Work to be completed: Rewrite the material from its start through the line containing "(1004, 296)", both ends included, as a JSON list of strings with one string per line and no blank lines. Leave out the pictures.

Object point labels
+===+

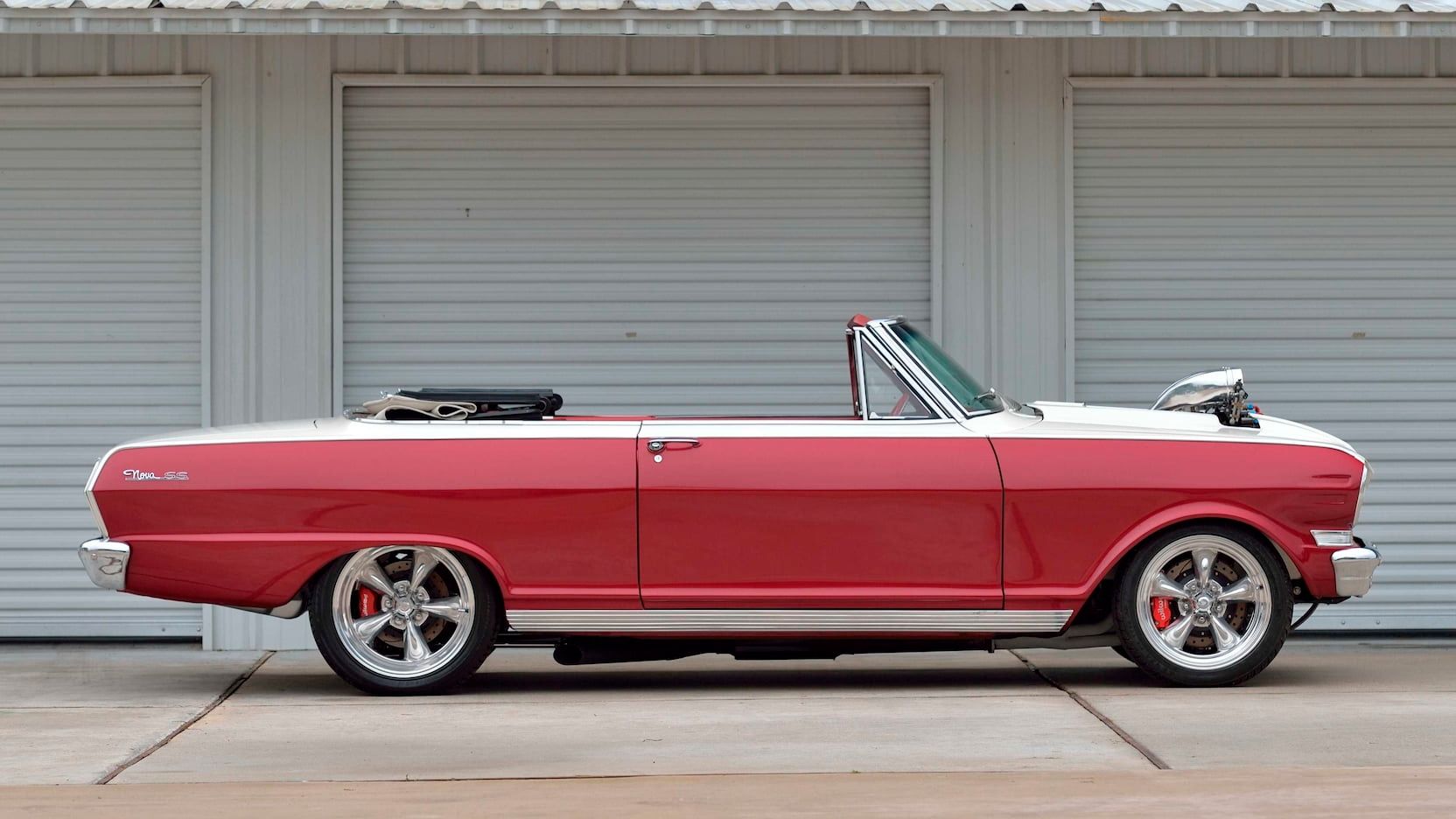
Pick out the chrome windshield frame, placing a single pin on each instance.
(894, 356)
(920, 378)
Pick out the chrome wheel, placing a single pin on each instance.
(403, 612)
(1204, 602)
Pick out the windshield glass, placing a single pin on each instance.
(953, 376)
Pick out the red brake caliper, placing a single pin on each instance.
(1162, 612)
(368, 602)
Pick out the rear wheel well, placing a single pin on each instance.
(312, 584)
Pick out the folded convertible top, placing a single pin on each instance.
(462, 404)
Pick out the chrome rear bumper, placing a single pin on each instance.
(105, 563)
(1354, 569)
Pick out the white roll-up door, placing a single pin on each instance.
(666, 249)
(101, 225)
(1306, 234)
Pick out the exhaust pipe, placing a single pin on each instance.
(624, 650)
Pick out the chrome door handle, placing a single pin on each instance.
(658, 444)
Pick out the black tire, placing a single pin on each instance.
(478, 644)
(1138, 646)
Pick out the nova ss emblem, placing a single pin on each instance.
(140, 475)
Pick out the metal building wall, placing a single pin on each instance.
(1004, 296)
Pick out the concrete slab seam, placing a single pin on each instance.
(1148, 753)
(188, 723)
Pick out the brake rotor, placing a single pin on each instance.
(434, 586)
(1236, 614)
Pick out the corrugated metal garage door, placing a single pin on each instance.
(99, 330)
(668, 249)
(1309, 236)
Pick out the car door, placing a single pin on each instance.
(896, 509)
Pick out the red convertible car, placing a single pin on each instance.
(433, 525)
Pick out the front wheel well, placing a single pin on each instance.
(1100, 604)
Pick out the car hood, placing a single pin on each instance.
(1079, 420)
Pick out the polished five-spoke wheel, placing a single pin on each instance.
(1206, 606)
(403, 620)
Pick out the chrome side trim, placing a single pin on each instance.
(758, 621)
(105, 563)
(1354, 570)
(1333, 536)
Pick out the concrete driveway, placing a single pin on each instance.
(177, 714)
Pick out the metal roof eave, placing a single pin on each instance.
(710, 22)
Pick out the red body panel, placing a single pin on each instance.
(1074, 508)
(822, 522)
(754, 522)
(554, 519)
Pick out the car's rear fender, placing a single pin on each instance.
(262, 570)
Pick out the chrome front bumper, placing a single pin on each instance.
(105, 563)
(1354, 569)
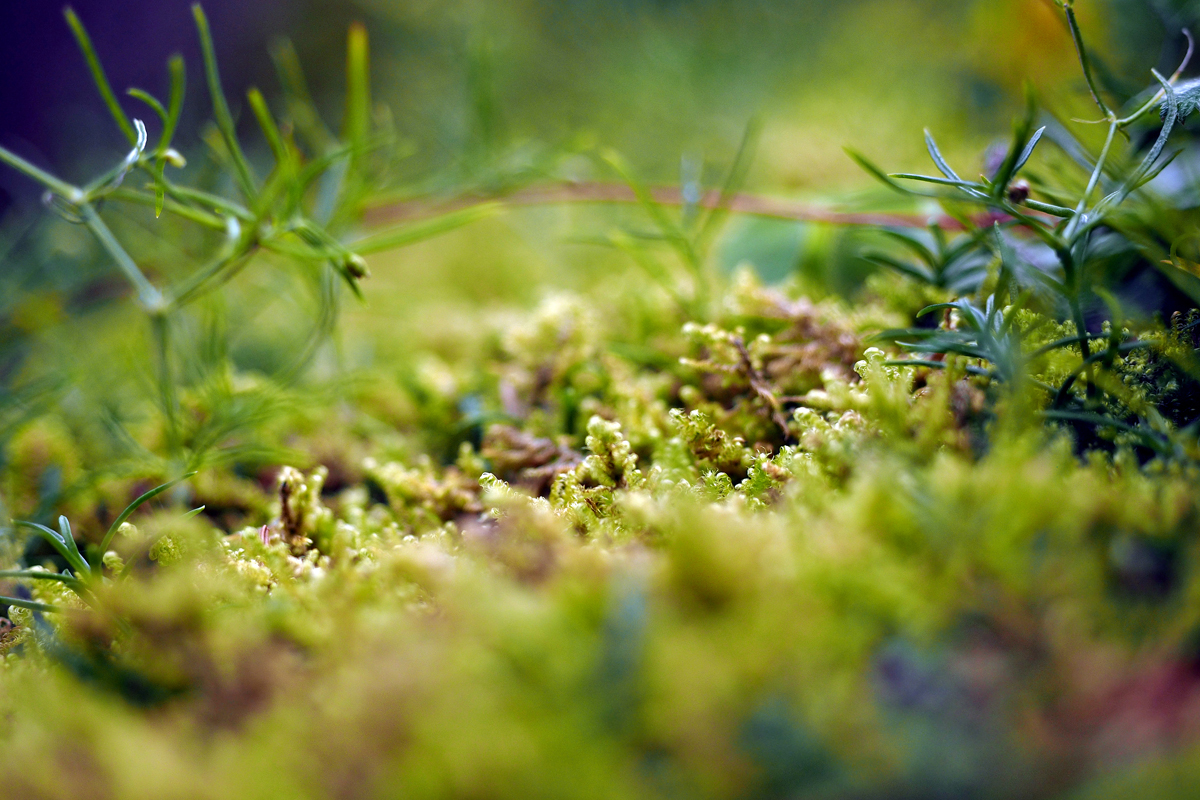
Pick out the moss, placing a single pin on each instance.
(780, 566)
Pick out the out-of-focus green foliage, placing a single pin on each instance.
(673, 533)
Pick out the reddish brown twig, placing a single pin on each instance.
(601, 192)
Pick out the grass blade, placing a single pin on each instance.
(939, 160)
(133, 506)
(221, 108)
(358, 89)
(97, 74)
(29, 603)
(413, 233)
(1029, 149)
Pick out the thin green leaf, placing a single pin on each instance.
(97, 74)
(733, 181)
(133, 506)
(1029, 149)
(149, 100)
(70, 553)
(875, 172)
(300, 106)
(412, 233)
(358, 86)
(270, 130)
(29, 603)
(245, 175)
(175, 108)
(940, 181)
(939, 160)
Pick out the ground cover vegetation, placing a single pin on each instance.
(687, 534)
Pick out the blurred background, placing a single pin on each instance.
(485, 92)
(659, 80)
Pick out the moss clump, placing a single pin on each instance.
(775, 565)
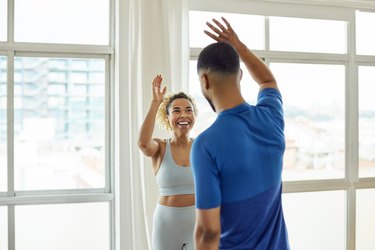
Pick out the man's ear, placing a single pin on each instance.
(204, 81)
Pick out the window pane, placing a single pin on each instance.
(366, 104)
(315, 220)
(3, 228)
(251, 34)
(307, 35)
(3, 124)
(68, 21)
(59, 124)
(313, 97)
(365, 219)
(3, 20)
(63, 226)
(365, 39)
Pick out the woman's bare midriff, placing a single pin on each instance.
(182, 200)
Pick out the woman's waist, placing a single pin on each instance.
(180, 200)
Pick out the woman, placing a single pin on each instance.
(174, 215)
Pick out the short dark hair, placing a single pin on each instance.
(219, 57)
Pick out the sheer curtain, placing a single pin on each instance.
(151, 38)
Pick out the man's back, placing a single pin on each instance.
(237, 165)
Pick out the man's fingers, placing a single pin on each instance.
(211, 35)
(226, 23)
(216, 30)
(219, 25)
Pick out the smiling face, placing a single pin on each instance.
(181, 115)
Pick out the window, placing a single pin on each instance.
(366, 76)
(55, 166)
(365, 33)
(307, 35)
(68, 21)
(309, 50)
(314, 110)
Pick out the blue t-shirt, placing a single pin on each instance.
(237, 165)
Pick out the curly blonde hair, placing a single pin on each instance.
(162, 114)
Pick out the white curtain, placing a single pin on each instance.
(151, 38)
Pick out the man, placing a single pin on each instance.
(237, 161)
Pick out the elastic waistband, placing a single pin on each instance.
(175, 208)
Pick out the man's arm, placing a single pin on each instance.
(256, 67)
(207, 229)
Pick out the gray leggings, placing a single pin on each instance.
(173, 228)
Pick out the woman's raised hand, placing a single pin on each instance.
(157, 92)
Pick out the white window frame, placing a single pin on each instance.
(328, 10)
(12, 198)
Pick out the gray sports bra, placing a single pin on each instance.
(173, 179)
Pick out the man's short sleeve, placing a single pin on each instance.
(206, 176)
(270, 98)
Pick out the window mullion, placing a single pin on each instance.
(351, 121)
(10, 29)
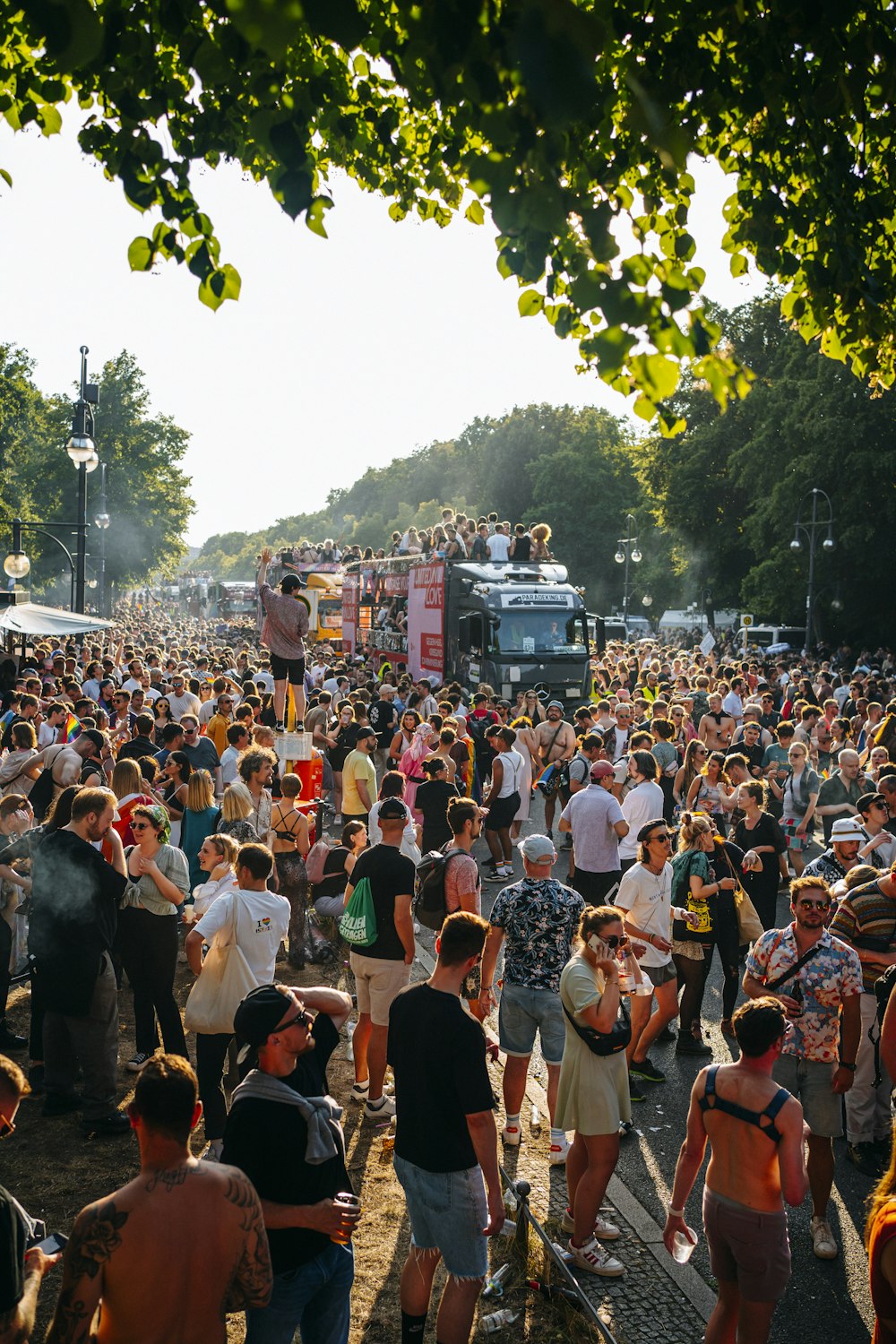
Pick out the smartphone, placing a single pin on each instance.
(53, 1244)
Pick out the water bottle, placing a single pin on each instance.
(495, 1282)
(497, 1320)
(684, 1245)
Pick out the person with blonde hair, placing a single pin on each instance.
(540, 538)
(592, 1091)
(148, 933)
(236, 811)
(201, 817)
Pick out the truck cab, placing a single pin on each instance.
(516, 626)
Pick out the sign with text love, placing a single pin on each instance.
(426, 621)
(349, 613)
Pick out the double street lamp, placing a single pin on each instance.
(82, 451)
(810, 527)
(627, 551)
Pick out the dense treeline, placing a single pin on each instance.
(715, 507)
(147, 492)
(573, 470)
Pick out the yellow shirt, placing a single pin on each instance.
(358, 766)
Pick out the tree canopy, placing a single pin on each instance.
(570, 121)
(728, 489)
(147, 492)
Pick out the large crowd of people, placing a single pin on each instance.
(148, 816)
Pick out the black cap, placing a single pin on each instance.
(392, 809)
(258, 1015)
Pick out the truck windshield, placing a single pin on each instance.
(538, 631)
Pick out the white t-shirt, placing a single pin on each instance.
(648, 898)
(263, 922)
(641, 804)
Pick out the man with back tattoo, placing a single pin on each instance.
(164, 1258)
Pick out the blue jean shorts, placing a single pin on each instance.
(447, 1212)
(525, 1011)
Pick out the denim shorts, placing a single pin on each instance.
(810, 1082)
(525, 1011)
(447, 1212)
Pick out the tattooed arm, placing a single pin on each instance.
(94, 1238)
(253, 1279)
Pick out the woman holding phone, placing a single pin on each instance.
(592, 1094)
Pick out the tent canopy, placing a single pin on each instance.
(32, 618)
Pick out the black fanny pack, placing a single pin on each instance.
(605, 1042)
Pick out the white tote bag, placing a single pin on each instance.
(222, 986)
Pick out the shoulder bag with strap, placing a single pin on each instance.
(223, 983)
(788, 975)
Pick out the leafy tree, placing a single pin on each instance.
(728, 489)
(570, 123)
(147, 491)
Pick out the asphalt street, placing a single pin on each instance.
(823, 1298)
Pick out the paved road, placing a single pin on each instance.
(823, 1300)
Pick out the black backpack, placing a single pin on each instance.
(429, 887)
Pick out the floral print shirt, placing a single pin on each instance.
(831, 976)
(540, 919)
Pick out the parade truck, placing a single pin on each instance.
(322, 594)
(512, 625)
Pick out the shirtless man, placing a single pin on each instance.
(756, 1133)
(179, 1223)
(555, 741)
(716, 728)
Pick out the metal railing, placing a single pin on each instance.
(525, 1218)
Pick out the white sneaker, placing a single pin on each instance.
(603, 1228)
(382, 1109)
(823, 1239)
(595, 1260)
(559, 1152)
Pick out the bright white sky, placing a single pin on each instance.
(351, 351)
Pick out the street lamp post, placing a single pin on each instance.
(810, 529)
(82, 451)
(627, 550)
(102, 523)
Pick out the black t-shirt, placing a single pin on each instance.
(74, 917)
(390, 875)
(309, 1075)
(13, 1254)
(383, 717)
(437, 1053)
(432, 798)
(268, 1140)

+===+

Finished task:
[
  "Pick out the chrome windshield frame, placing a single pin on each instance.",
  "(894, 356)",
  "(920, 378)",
  "Pick out the chrome wheel, placing a single pin on each instance.",
  "(403, 612)",
  "(1204, 602)",
  "Pick out the windshield glass, placing a single pin on each instance.",
  "(953, 376)",
  "Pick out the red brake caliper, placing a single pin on each instance.",
  "(1162, 612)",
  "(368, 602)",
  "Pick out the rear wheel well, placing a single pin on each instance.",
  "(312, 584)",
  "Pick out the folded convertible top, placing a single pin on each instance.",
  "(462, 404)",
  "Pick out the chrome rear bumper, placing a single pin on each instance.",
  "(105, 563)",
  "(1354, 569)",
  "Pick out the white roll-up door, placing a single pin on each instance.",
  "(666, 249)",
  "(101, 225)",
  "(1306, 234)",
  "Pick out the exhaust pipe, placing a single pin on each instance.",
  "(624, 650)",
  "Pick out the chrome door handle, placing a single pin on each instance.",
  "(658, 444)",
  "Pick out the black tire, placing a single pin on each instance.",
  "(478, 644)",
  "(1138, 646)",
  "Pick out the nova ss emblem, placing a single pin on each instance.",
  "(140, 475)",
  "Pick out the metal building wall, placing a single pin on each instance.",
  "(1004, 296)"
]